**Prompt**
Reply with one number: the count of lines in the data that hold the string "shadow".

** Opening Given records block **

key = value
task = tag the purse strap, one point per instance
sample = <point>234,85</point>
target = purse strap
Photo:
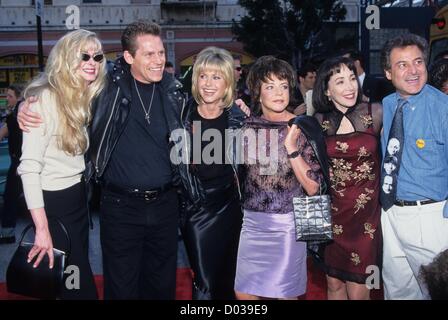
<point>67,237</point>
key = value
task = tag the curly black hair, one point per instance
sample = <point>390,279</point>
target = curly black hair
<point>435,275</point>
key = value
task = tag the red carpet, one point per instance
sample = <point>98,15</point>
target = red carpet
<point>316,287</point>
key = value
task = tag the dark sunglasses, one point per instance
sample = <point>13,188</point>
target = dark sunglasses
<point>98,58</point>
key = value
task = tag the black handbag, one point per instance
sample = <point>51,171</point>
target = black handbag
<point>312,217</point>
<point>41,282</point>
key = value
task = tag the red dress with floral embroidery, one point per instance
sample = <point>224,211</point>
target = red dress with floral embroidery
<point>355,164</point>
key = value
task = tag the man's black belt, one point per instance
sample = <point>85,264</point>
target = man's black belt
<point>404,203</point>
<point>148,195</point>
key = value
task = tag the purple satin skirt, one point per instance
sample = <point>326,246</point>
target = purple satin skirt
<point>271,263</point>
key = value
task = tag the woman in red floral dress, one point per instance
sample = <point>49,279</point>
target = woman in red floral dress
<point>352,130</point>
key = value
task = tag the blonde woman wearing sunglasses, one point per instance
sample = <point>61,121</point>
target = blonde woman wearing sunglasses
<point>52,162</point>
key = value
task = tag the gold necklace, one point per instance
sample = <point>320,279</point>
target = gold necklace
<point>147,113</point>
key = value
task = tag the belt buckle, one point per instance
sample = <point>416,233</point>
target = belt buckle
<point>149,195</point>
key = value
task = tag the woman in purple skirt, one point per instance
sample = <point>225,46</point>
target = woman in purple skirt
<point>280,164</point>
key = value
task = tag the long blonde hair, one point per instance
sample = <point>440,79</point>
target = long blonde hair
<point>213,58</point>
<point>73,98</point>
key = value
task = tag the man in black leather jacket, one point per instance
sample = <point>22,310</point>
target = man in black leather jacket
<point>129,155</point>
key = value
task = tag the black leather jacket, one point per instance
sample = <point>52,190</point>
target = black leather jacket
<point>111,109</point>
<point>192,184</point>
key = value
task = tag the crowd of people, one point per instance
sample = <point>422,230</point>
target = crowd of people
<point>381,157</point>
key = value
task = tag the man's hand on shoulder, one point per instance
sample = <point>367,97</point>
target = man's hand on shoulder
<point>242,105</point>
<point>26,118</point>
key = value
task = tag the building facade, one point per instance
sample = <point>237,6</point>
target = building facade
<point>188,26</point>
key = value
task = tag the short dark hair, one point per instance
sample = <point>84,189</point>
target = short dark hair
<point>441,55</point>
<point>438,73</point>
<point>262,69</point>
<point>435,275</point>
<point>401,41</point>
<point>303,71</point>
<point>16,88</point>
<point>135,29</point>
<point>328,68</point>
<point>355,55</point>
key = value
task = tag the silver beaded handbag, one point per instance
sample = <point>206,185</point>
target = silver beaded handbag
<point>312,217</point>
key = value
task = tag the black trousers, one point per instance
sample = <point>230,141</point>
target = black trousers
<point>13,202</point>
<point>70,207</point>
<point>139,245</point>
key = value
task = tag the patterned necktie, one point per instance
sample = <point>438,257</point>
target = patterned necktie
<point>392,160</point>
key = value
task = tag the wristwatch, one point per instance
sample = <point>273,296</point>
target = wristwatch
<point>293,155</point>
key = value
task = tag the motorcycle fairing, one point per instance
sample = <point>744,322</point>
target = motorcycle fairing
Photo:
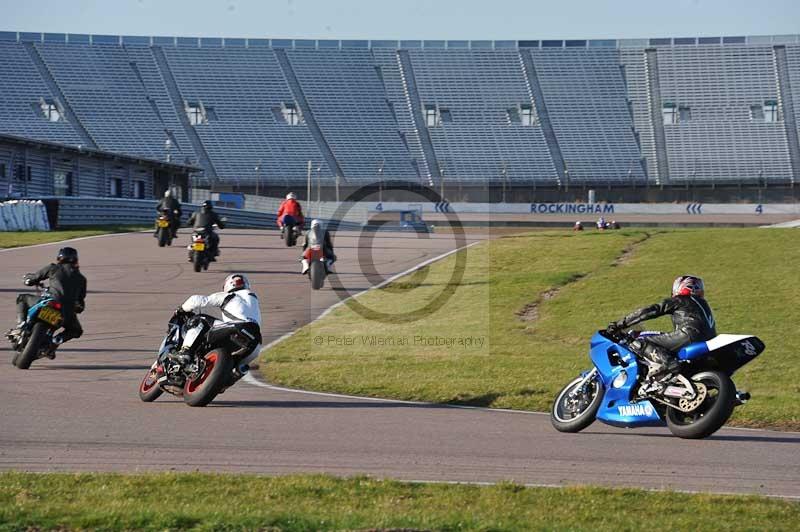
<point>730,351</point>
<point>611,359</point>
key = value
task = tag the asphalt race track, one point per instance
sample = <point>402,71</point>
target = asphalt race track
<point>81,411</point>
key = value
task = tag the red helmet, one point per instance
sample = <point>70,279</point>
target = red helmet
<point>688,285</point>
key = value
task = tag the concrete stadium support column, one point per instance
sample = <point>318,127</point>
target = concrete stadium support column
<point>544,117</point>
<point>789,116</point>
<point>308,114</point>
<point>657,121</point>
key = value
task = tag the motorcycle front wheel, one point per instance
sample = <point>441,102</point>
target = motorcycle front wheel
<point>37,340</point>
<point>711,414</point>
<point>576,405</point>
<point>202,388</point>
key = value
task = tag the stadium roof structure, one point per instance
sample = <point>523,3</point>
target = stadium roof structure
<point>333,44</point>
<point>97,154</point>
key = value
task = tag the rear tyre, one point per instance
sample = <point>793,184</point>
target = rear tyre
<point>163,237</point>
<point>149,390</point>
<point>201,389</point>
<point>712,413</point>
<point>38,339</point>
<point>317,274</point>
<point>573,413</point>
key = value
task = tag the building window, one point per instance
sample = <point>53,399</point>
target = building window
<point>526,115</point>
<point>290,114</point>
<point>196,113</point>
<point>62,183</point>
<point>50,110</point>
<point>23,173</point>
<point>431,116</point>
<point>670,113</point>
<point>770,111</point>
<point>138,189</point>
<point>116,187</point>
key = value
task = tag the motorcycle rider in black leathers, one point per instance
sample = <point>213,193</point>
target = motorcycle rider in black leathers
<point>691,317</point>
<point>318,235</point>
<point>204,219</point>
<point>67,286</point>
<point>173,207</point>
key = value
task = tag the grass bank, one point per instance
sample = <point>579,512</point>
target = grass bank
<point>30,501</point>
<point>517,326</point>
<point>13,239</point>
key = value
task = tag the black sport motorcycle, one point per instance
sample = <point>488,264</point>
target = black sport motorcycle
<point>206,365</point>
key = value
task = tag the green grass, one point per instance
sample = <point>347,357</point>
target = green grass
<point>30,501</point>
<point>752,283</point>
<point>13,239</point>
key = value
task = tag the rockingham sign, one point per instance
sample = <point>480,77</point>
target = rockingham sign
<point>592,209</point>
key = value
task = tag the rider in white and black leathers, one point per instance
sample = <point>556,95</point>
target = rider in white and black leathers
<point>236,303</point>
<point>691,317</point>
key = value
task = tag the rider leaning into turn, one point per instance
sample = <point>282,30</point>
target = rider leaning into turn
<point>236,303</point>
<point>67,286</point>
<point>318,235</point>
<point>290,207</point>
<point>204,219</point>
<point>170,204</point>
<point>691,317</point>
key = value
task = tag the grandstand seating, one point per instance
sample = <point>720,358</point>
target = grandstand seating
<point>361,107</point>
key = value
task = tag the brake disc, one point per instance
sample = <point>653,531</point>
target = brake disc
<point>689,405</point>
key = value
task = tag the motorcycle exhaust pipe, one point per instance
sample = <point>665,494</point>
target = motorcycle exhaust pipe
<point>742,397</point>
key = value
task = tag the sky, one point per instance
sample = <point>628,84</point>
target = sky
<point>406,19</point>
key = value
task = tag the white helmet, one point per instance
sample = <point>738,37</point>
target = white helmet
<point>236,281</point>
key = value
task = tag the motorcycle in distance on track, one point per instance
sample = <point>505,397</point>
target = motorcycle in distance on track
<point>34,339</point>
<point>291,231</point>
<point>164,231</point>
<point>207,368</point>
<point>199,248</point>
<point>694,404</point>
<point>318,266</point>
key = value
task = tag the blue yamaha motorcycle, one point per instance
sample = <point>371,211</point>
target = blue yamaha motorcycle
<point>693,404</point>
<point>35,338</point>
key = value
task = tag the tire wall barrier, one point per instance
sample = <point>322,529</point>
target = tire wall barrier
<point>23,215</point>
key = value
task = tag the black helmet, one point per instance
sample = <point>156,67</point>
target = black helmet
<point>68,255</point>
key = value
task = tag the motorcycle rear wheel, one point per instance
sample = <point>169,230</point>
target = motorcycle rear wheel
<point>317,274</point>
<point>163,236</point>
<point>712,414</point>
<point>36,342</point>
<point>149,390</point>
<point>586,416</point>
<point>201,389</point>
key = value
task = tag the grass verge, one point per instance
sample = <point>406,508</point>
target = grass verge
<point>530,303</point>
<point>58,501</point>
<point>13,239</point>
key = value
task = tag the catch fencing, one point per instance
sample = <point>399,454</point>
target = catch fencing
<point>23,215</point>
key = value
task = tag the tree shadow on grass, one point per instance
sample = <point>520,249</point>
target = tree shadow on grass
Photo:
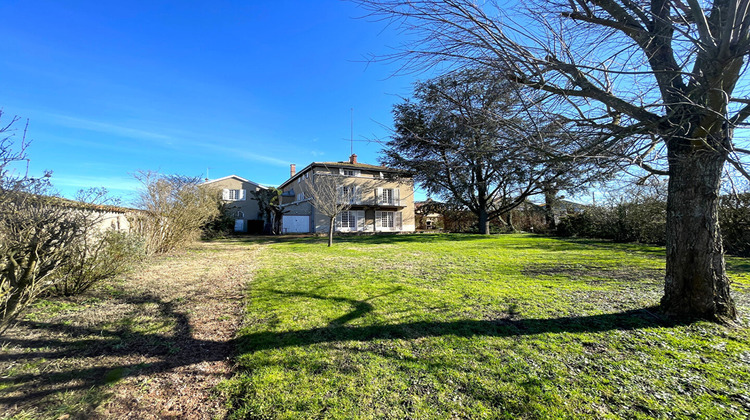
<point>148,353</point>
<point>70,357</point>
<point>337,331</point>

** Closing Given records block **

**Task solution**
2